Entries from a dataset
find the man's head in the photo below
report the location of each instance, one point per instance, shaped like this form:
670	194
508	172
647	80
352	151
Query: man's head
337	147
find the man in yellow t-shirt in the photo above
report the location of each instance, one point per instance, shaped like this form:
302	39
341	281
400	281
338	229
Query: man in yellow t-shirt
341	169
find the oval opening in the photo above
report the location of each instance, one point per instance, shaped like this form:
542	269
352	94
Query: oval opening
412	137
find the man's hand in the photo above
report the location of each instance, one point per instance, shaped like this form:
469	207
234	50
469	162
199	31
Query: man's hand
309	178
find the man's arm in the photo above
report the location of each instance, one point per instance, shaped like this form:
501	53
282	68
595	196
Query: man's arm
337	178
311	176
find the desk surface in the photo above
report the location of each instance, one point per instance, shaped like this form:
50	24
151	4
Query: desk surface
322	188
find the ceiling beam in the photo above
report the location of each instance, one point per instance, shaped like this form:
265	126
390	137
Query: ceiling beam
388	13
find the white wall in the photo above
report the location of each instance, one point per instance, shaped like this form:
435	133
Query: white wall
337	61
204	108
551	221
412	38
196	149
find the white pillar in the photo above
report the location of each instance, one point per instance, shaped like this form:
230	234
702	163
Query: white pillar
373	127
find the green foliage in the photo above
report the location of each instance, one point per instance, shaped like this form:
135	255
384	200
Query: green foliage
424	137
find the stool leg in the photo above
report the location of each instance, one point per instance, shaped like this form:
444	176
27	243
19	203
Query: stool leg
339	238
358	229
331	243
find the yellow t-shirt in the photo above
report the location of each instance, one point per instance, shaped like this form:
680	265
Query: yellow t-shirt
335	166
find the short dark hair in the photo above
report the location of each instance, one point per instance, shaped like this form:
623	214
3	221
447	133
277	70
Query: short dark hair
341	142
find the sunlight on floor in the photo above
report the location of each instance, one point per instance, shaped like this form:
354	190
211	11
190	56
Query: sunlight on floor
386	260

TASK INSTRUCTIONS: Render all lines of the entries above as one numbered list, omitting any blank lines.

EXERCISE RESPONSE:
1. find the man's head in the photo below
2. report the location of each instance, one point per instance, shaped like this form:
3. 670	194
4. 508	172
5. 647	80
6. 352	151
7. Query: man's head
8. 337	147
9. find the man in yellow t-shirt in the photo above
10. report the location of each instance, one point per instance, shaped like this form:
11. 302	39
12. 341	281
13. 400	281
14. 338	229
15. Query: man in yellow t-shirt
16. 341	169
17. find the oval opening in the photo above
18. report the location of each instance, one point per instance, shaped like this form:
19. 542	269
20. 352	94
21. Query: oval opening
22. 412	137
23. find the man's hand in the photo above
24. report the location of each instance, one point per instance, shaped like this form:
25. 469	207
26. 234	50
27. 469	162
28. 199	31
29. Query: man's hand
30. 309	178
31. find the man's arm in the photo above
32. report the location of each instance, one point per instance, shaped like this form:
33. 501	53
34. 282	68
35. 595	196
36. Query: man's arm
37. 337	178
38. 311	176
39. find the desk surface in the photo above
40. report the location of each instance, one point per instance, shaped like this form:
41. 50	24
42. 151	4
43. Query: desk surface
44. 322	188
45. find the ceiling beam in the photo above
46. report the location of each instance, one point per instance, shaped like this form:
47. 265	126
48. 390	137
49. Query: ceiling beam
50. 388	13
51. find the white wall in the photo above
52. report the location of each instance, one point per instance, shaped like this form:
53. 435	133
54. Query: white wall
55. 337	61
56. 204	108
57. 551	221
58. 412	38
59. 196	149
60. find the white pillar in the photo above
61. report the location of each instance, one point per instance, shaped like this form:
62. 230	234
63. 702	163
64. Query: white pillar
65. 373	127
66. find the green foliage in the photo above
67. report the location of each instance, one point per instance, shaped like this form:
68. 135	255
69. 384	200
70. Query: green foliage
71. 424	137
72. find the stool leg in the photo above
73. report the location of each instance, one point per instance, shaped like this form:
74. 444	176
75. 27	243
76. 19	203
77. Query: stool leg
78. 339	238
79. 358	229
80. 331	243
81. find the yellow t-shirt in the photo above
82. report the location of each instance, one point per instance, shaped like this form:
83. 680	265
84. Query: yellow t-shirt
85. 335	166
86. find the short dark hair in the photo above
87. report the location of each instance, one point per instance, shaped like this form:
88. 623	214
89. 3	221
90. 447	133
91. 277	70
92. Query: short dark hair
93. 341	142
94. find the sunlight on floor in the photo above
95. report the location of each instance, one point per instance, shaped like this form:
96. 354	190
97. 211	11
98. 190	56
99. Query: sunlight on floor
100. 386	260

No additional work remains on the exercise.